▶ _GOAL OF THE EXERCISE_
Give the lines below as a numbered list, without blank lines, covering only the stretch from the line containing "The automated pipeline tagged man's ear" through the line containing "[313,118,319,176]", both included.

[Stored records]
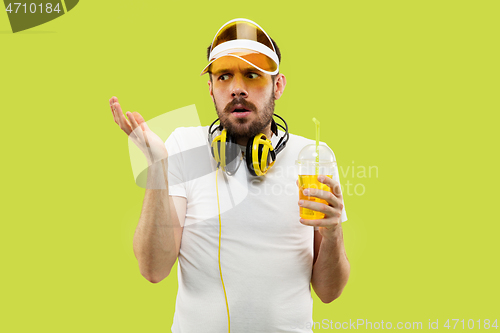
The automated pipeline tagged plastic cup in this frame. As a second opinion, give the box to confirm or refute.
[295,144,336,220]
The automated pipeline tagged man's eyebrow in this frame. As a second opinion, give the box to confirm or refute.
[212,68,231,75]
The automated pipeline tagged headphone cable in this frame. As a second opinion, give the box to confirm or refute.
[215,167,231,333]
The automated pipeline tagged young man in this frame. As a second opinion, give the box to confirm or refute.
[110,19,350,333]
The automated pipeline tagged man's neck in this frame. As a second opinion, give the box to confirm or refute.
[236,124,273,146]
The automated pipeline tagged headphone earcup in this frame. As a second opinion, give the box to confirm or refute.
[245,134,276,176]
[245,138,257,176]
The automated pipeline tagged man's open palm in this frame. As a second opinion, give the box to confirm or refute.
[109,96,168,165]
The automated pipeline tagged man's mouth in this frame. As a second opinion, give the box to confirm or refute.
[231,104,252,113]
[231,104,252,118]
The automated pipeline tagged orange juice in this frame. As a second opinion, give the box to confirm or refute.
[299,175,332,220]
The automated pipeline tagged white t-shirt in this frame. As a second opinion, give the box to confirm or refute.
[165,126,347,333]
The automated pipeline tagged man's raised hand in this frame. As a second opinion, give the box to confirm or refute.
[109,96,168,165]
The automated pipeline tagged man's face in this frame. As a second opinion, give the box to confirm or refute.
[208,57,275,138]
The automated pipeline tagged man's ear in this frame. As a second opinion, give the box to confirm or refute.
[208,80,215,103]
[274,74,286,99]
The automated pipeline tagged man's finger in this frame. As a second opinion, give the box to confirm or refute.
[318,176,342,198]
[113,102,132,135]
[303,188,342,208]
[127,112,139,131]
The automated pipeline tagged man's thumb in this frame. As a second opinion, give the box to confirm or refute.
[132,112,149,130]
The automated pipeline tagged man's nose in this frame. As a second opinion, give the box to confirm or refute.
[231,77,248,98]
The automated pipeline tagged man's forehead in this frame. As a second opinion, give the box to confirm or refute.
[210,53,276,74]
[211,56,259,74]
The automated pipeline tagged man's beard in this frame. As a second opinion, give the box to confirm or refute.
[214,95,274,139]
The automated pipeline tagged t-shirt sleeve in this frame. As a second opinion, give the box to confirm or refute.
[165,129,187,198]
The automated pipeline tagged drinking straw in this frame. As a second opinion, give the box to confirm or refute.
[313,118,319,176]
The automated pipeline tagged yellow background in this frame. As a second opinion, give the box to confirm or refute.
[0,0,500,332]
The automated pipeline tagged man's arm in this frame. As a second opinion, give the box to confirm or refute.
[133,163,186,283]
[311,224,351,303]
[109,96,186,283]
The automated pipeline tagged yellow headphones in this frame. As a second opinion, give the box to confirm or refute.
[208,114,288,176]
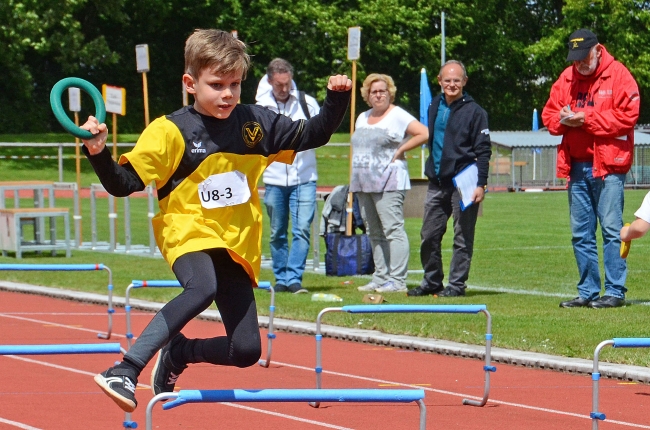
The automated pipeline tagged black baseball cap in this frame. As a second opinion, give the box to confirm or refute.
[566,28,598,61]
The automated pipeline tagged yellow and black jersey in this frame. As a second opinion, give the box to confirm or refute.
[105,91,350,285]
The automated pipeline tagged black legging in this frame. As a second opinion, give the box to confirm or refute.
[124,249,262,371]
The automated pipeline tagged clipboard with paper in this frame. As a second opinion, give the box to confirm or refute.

--

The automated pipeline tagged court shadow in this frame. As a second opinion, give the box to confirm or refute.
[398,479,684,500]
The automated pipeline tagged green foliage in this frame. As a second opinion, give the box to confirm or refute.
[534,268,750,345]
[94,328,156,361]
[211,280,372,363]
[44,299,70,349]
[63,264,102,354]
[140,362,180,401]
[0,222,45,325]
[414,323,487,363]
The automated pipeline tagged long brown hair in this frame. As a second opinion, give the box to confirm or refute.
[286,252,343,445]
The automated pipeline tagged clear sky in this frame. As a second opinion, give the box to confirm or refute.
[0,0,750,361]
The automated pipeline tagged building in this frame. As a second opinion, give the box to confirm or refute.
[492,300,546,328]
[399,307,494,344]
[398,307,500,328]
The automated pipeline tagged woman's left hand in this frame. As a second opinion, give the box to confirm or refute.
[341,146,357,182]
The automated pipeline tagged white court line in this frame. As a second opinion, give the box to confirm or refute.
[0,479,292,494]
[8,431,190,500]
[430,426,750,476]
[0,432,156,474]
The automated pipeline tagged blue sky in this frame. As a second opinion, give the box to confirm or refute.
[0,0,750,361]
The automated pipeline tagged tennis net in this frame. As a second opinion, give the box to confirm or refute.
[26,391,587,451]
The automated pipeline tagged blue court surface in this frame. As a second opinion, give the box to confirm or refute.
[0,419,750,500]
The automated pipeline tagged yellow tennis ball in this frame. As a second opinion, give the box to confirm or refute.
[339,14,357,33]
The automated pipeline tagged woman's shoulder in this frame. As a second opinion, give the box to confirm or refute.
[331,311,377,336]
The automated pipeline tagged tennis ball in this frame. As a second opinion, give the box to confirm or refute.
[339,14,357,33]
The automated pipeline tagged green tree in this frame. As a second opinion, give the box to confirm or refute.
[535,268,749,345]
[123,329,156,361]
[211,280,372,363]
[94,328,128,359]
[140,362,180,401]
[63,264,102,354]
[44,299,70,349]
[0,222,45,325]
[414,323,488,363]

▶ _EXERCISE RESULT_
1. The automated pipeline tagged man's ear in this frame. As a second opinion, give the box to confirm or refute.
2. [208,80,215,103]
3. [274,74,286,99]
4. The automated pipeline tagged man's finger in this frame. As a second opinion, give the box to confirm or refute.
5. [318,176,342,198]
6. [113,102,132,135]
7. [303,188,342,208]
8. [127,112,139,131]
9. The automated pipeline tagged man's thumb in this frame. As a second opinion, give the box to confirm or refute.
10. [132,112,149,130]
11. The automated pipeline tagged man's nose in this frame. As a second opinion, give the box to confirm or refute.
12. [231,77,248,98]
13. The automated pipeline tagged man's forehead in this frame. As a second opinion, give the box to confirm or refute.
14. [210,53,276,74]
15. [211,56,259,74]
16. The automated pipeline tagged man's beard in this frame. As a second opinion, give the box to confirm or refute.
17. [214,95,274,139]
18. The automated pipeline tagged t-shirt sleeve in this frame. As a second opinion, give the box to confirm or refute.
19. [165,129,187,198]
20. The automated pipeline tagged drinking straw in this frame. As a second opinion, give the box to confirm or refute.
21. [313,118,319,176]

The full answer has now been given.